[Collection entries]
****************

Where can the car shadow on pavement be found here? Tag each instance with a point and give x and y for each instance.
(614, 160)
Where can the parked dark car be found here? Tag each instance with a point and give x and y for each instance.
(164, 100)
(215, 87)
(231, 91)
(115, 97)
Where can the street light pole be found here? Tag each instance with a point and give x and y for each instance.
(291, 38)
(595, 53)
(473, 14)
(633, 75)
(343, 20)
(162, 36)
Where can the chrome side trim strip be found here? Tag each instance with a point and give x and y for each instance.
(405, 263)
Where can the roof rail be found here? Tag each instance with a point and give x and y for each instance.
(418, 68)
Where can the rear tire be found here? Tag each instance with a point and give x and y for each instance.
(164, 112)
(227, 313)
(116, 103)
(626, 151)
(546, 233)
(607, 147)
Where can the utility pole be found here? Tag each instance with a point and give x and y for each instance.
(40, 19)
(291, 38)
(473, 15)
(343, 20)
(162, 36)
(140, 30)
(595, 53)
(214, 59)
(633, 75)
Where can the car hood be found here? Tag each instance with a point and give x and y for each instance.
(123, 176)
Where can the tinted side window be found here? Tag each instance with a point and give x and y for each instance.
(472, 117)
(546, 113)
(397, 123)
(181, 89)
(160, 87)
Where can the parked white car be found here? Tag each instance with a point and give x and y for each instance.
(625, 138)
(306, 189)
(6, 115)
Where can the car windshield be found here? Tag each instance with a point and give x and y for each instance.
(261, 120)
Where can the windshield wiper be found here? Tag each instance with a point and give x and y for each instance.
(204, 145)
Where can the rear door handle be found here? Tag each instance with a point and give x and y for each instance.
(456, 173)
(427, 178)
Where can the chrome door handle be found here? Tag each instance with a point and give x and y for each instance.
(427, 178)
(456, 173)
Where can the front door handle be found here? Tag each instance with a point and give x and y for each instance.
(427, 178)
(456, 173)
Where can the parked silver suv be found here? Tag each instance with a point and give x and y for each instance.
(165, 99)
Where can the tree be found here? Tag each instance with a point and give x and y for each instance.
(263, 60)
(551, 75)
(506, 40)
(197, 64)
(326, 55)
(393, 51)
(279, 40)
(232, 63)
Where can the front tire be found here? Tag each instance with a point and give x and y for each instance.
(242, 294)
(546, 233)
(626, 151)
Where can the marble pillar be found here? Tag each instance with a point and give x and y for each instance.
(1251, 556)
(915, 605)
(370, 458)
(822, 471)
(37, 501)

****************

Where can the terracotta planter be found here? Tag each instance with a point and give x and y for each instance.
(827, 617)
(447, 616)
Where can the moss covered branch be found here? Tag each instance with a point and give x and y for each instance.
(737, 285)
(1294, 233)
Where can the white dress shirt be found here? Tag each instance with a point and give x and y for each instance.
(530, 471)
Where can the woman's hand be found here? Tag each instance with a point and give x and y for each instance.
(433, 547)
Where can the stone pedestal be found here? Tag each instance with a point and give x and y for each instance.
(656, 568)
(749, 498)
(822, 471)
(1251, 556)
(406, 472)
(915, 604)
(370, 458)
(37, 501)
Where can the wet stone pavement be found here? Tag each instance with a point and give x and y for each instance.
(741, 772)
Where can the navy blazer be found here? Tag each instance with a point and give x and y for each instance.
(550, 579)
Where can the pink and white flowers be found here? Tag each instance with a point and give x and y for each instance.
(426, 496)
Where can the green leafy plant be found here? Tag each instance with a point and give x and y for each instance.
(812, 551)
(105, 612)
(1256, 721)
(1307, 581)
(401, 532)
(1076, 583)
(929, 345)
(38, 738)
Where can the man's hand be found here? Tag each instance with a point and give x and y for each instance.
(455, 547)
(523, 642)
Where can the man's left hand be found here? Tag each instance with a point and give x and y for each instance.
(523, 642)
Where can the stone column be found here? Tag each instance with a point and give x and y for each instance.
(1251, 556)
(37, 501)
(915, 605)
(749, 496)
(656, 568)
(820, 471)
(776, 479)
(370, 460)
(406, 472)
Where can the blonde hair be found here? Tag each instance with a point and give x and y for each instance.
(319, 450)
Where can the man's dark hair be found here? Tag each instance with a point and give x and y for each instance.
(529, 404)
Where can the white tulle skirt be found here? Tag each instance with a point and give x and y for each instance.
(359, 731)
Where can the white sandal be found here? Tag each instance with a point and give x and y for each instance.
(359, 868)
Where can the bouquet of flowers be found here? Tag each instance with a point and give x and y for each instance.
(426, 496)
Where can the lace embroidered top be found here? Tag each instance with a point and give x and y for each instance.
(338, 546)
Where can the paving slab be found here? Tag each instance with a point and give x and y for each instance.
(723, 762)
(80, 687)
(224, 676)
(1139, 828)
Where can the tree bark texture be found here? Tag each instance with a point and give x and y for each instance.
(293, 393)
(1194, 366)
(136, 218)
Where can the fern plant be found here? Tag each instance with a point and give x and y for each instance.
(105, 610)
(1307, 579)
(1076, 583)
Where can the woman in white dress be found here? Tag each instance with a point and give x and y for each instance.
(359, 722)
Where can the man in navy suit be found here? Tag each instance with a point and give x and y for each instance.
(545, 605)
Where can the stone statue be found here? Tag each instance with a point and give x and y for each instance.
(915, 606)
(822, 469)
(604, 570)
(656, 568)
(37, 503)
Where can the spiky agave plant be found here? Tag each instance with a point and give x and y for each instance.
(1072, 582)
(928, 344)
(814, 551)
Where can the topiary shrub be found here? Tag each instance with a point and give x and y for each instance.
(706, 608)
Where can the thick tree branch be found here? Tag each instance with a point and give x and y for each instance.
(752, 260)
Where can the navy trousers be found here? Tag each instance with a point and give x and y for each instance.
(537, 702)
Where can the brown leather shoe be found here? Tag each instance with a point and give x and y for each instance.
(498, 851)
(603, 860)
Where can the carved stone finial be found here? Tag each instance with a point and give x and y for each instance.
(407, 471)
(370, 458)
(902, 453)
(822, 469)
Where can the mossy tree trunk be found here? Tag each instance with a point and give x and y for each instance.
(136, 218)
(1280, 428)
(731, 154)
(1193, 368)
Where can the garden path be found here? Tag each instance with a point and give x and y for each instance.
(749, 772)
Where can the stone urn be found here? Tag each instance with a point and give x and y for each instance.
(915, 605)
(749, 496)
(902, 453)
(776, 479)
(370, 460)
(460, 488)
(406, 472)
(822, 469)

****************

#### What you need to do:
Rescale the records starting with the line containing "Where can the green" and going on through the line containing "(1139, 828)", both included. Repeat every line, request lines unchanged, and multiply each x and y coordinate in the answers by 2.1, rounding to whole numbers with halves rounded up.

#### Answer to the task:
Where can the green leafy plant be found here? Tag each instance with a point and give x and y for each instance.
(1705, 1157)
(221, 1285)
(2638, 1514)
(2745, 1220)
(842, 1117)
(2260, 1224)
(1951, 725)
(80, 1550)
Where can the man's hand be found here? Tag each instance with a point and give x and y for each instance.
(956, 1149)
(1098, 1348)
Where can the man's left hand be found here? Tag each instance with a point and give x and y for each instance.
(1098, 1348)
Where can the stone column be found here? Tag each instance with a point and give x and y for each instance.
(2627, 1168)
(78, 1052)
(1922, 1271)
(1573, 1042)
(1378, 1193)
(1722, 989)
(1630, 1006)
(777, 966)
(853, 991)
Where can the blonde hair be found here? Tag each instance with a point and give x and y for each instance.
(670, 945)
Where can the man's dark hair be found here? Tag each instance with a point and give x and y for each instance.
(1111, 848)
Where can the white tulle skirt be found here? Tag each instance with a point and give x and y for each instance.
(754, 1535)
Where can the white sandal be found here? Tag each instance with a point and give x and y for each instance.
(754, 1823)
Where can the bouquet of flowers be found here? Tag each instance with a point and give x and y for each instance.
(895, 1042)
Where can the lace embroidered top be found here? Tag each instance with a point and give x and y for each instance.
(710, 1147)
Where can the paving slab be found here? Tag each instance with a point and give x and y for each instance.
(1518, 1600)
(168, 1443)
(470, 1420)
(2392, 1739)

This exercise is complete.